-- Stated task --
Rewrite the data below with "on one line" changed to "on a single line" wherever it appears, keeping everything else the same.

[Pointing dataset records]
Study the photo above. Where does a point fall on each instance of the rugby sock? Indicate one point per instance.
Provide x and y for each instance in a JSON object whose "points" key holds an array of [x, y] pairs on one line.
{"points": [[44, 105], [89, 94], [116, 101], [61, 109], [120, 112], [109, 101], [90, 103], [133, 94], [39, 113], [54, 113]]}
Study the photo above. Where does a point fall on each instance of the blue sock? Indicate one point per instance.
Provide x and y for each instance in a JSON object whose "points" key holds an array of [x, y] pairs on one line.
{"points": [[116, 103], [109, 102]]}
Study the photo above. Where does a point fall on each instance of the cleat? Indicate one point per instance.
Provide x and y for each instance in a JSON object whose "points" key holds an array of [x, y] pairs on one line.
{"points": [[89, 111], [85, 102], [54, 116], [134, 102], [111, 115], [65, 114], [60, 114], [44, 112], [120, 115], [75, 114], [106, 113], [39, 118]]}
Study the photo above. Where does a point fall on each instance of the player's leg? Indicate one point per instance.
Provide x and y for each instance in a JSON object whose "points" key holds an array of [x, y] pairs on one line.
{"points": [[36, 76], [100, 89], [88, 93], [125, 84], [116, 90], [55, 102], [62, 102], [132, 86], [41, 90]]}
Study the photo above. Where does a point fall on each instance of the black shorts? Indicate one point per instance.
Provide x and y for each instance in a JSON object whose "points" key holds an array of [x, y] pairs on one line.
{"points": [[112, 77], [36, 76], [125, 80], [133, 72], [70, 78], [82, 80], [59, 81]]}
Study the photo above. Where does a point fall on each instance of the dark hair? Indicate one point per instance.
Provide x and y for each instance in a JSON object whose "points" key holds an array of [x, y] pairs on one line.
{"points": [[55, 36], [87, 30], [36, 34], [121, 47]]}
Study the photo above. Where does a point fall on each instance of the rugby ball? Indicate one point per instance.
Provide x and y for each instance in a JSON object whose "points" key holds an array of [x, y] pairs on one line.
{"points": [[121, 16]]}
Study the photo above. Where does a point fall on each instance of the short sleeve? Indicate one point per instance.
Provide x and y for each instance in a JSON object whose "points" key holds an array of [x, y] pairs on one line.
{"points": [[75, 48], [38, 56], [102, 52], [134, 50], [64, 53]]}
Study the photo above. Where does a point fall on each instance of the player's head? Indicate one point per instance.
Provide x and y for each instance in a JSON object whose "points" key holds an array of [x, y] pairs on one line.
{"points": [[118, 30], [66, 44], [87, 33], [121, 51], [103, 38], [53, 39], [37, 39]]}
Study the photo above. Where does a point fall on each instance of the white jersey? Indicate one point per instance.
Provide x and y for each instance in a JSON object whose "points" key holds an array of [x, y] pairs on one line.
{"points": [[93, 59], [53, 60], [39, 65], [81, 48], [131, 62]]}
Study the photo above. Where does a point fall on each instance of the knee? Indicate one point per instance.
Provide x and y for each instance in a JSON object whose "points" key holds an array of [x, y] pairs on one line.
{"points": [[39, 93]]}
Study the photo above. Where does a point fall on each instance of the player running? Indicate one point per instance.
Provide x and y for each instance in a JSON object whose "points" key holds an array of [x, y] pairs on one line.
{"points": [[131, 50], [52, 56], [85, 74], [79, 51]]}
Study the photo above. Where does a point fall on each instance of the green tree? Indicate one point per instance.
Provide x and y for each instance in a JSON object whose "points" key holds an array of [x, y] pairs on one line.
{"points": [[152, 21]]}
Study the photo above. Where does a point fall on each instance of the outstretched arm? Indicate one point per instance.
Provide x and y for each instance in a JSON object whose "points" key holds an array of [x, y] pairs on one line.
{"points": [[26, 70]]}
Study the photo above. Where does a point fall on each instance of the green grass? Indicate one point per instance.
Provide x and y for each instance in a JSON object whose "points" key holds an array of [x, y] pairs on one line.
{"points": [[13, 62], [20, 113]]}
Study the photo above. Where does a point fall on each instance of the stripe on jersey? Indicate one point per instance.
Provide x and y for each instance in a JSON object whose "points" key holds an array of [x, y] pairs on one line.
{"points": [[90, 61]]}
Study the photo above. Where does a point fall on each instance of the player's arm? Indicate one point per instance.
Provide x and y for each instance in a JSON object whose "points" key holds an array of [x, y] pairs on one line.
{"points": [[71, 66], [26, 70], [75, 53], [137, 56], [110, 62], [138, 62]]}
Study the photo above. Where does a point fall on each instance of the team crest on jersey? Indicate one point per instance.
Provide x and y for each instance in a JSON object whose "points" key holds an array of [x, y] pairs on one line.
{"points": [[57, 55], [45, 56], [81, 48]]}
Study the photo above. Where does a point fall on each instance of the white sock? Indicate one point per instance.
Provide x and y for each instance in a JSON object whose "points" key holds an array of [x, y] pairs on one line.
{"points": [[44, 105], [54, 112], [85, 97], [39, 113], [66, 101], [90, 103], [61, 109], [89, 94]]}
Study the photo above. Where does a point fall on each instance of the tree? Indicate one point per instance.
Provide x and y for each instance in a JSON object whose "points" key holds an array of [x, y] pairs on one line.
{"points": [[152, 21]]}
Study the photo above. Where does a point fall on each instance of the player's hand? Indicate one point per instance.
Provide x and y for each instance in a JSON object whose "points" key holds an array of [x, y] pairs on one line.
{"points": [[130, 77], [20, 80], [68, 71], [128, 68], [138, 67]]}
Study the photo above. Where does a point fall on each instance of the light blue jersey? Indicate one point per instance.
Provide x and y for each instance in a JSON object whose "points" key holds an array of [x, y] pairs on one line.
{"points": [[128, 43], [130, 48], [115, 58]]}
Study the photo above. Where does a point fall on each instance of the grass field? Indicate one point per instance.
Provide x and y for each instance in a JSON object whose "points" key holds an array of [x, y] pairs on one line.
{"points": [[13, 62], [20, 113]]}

-- Full answer --
Study the photo above. Where does a point fall on each instance of the rugby sock? Indicate one point per instance.
Provide x and y for each instance in a JSON object whose "points" key holds an array of [x, y] pairs on a single line.
{"points": [[44, 105], [89, 94], [116, 101], [61, 109], [120, 112], [109, 101], [90, 103], [133, 94], [39, 113], [54, 113]]}
Study the photo above. Where does a point fall on each instance of the blue sock? Indicate one point per instance.
Provide x and y for each instance in a JSON object whose "points" key holds an array of [x, y] pairs on a single line.
{"points": [[116, 103], [109, 102]]}
Study the photo above. Where does a point fall on each instance of the cleat? Indicate one point per instance.
Provide x and y for each instance in a JSON object whose "points" key holds an array of [x, y] pairs on a single line.
{"points": [[89, 111], [85, 102], [54, 116], [134, 102], [111, 115], [65, 114], [60, 114], [44, 112], [120, 115], [75, 114], [106, 113], [39, 118]]}
Study the photo above. Where does a point fall on each instance of the player's leg? Indicate one point per instance.
Provide x and y for each instance in a JSON object whose "points" key holds an array of [x, y] pairs on a single line.
{"points": [[36, 76], [100, 89], [88, 93], [125, 84], [116, 90], [55, 102], [62, 102], [132, 86], [41, 90]]}
Study the photo above. Where does a point fall on each instance of the black shorts? Indicate one point per instance.
Provide x and y for each instance in a JSON object whose "points" key holds an array of [x, y] pairs on a single line.
{"points": [[112, 77], [36, 76], [125, 80], [133, 72], [70, 78], [82, 80], [59, 81]]}
Study the photo above. Where does a point fall on each instance of the dark hair? Indicate one point per instance.
Provide x and y for each instance in a JSON object whose "points" key holds an array of [x, y] pairs on a single line.
{"points": [[55, 36], [87, 30], [36, 34], [121, 47]]}
Study the photo above. Where does a point fall on each instance of the rugby ball? Indicate one point per instance.
Provide x and y for each instance in a JSON object whose "points" key holds an array of [x, y] pairs on a single line.
{"points": [[121, 16]]}
Study the photo above. Where does a point fall on each instance of the short sleeve? Indicate one point per instance.
Provide x and y for each instance in a JSON object whose "points" key holds an array of [x, y] pairs on a single line.
{"points": [[75, 48], [38, 56], [102, 52], [134, 50], [64, 53]]}
Study the photo above. Where does a point fall on each instance of the player's head? Indicate one point per instance.
Provide x and y for each instance in a JSON object whose "points" key holds an array of [x, y] pairs on a single line.
{"points": [[118, 30], [66, 44], [87, 33], [121, 51], [103, 38], [53, 39], [37, 39]]}
Study the photo above. Where does a point fall on each instance of the white jersey? Indicate one point per instance.
Provide x and y for each instance in a JSON object whose "points" key holds an array of [x, y] pairs on a single line.
{"points": [[93, 59], [53, 60], [39, 65], [81, 48], [131, 62]]}
Study the photo above. Where does a point fall on each instance of the knee? Indicate one point per instance.
Provide x and y for each instance in a JSON object whose "points" key holds an array of [x, y] pairs on a single line.
{"points": [[39, 93]]}
Study the photo above. Where does a point fall on each instance of the player running? Indicate one point per instance.
Provide x and y for each instance in a JSON object whose "points" key holds an array of [x, y] pairs on a single line.
{"points": [[131, 50], [52, 56], [85, 74], [79, 51]]}
Study the photo above. Where does a point fall on each instance of the green tree? Indicate one point per instance.
Provide x and y for each instance in a JSON object whose "points" key holds an array of [x, y] pairs on a single line.
{"points": [[152, 21]]}
Study the photo above. Where does a point fall on each instance of the outstretched arm? Indicate one point per instance.
Provide x and y for each instance in a JSON object whose "points" key holds an array of [x, y] pairs on a single line.
{"points": [[26, 70]]}
Study the photo above. Where does a point fall on each instance of the green grass? Indicate one point per instance.
Provide x and y for each instance in a JSON object whose "points" key holds an array of [x, y] pairs on a single line.
{"points": [[13, 62], [20, 113]]}
Study the photo above. Where does a point fall on each instance of the stripe on jersey? Indicate one point per instance.
Provide x and y for each instance in a JSON object whose "points" key holds an array of [x, y] pairs on a single line.
{"points": [[90, 61]]}
Study the photo above. Where does a point fall on each instance of the player's arm? Indicate one point per instance.
Provide x and y for each instance in a JSON object whose "points" key holds an array of [x, y] pairs on a single line.
{"points": [[71, 66], [26, 70], [75, 53], [137, 56], [110, 62], [138, 62]]}
Study the photo above. Where does a point fall on each instance of the team crest on jersey? Indicate one point per instance.
Provide x and y for each instance in a JSON object whose "points" key holds an array of [x, y] pairs on a single line.
{"points": [[57, 55], [45, 56], [81, 48]]}
Study the photo above. Where does a point fall on each instance of the white sock? Indicate one point per instance.
Provide x and y for each instance in a JSON object whose "points" key holds an array of [x, y] pairs on a single line.
{"points": [[44, 105], [54, 112], [85, 97], [39, 113], [66, 101], [90, 103], [61, 109], [89, 94]]}
Study the photo above. Where does a point fall on each instance of the tree? Indicate one point per instance.
Provide x and y for each instance in a JSON object whose "points" key holds an array of [x, y] pairs on a single line.
{"points": [[152, 21]]}
Study the photo above. Where does a point fall on each instance of the player's hand? Indicate one point per instance.
Provide x and y for each instance in a JSON object whose "points" key holds an array of [x, y] pairs on a single line.
{"points": [[130, 77], [20, 80], [68, 71], [128, 68], [138, 67]]}
Study the photo above. Where does a point fall on each instance of the light blue jersey? Indicate one point per instance.
Provide x and y for each instance in a JSON object whose "points" key holds an array of [x, y] pairs on a single line.
{"points": [[128, 43], [130, 48], [115, 58]]}
Study the photo above. Where does a point fall on each instance of the grass field? Indicate one point per instance.
Provide x and y for each instance in a JSON object whose "points" key holds an array of [x, y] pairs on a single line.
{"points": [[13, 62], [20, 113]]}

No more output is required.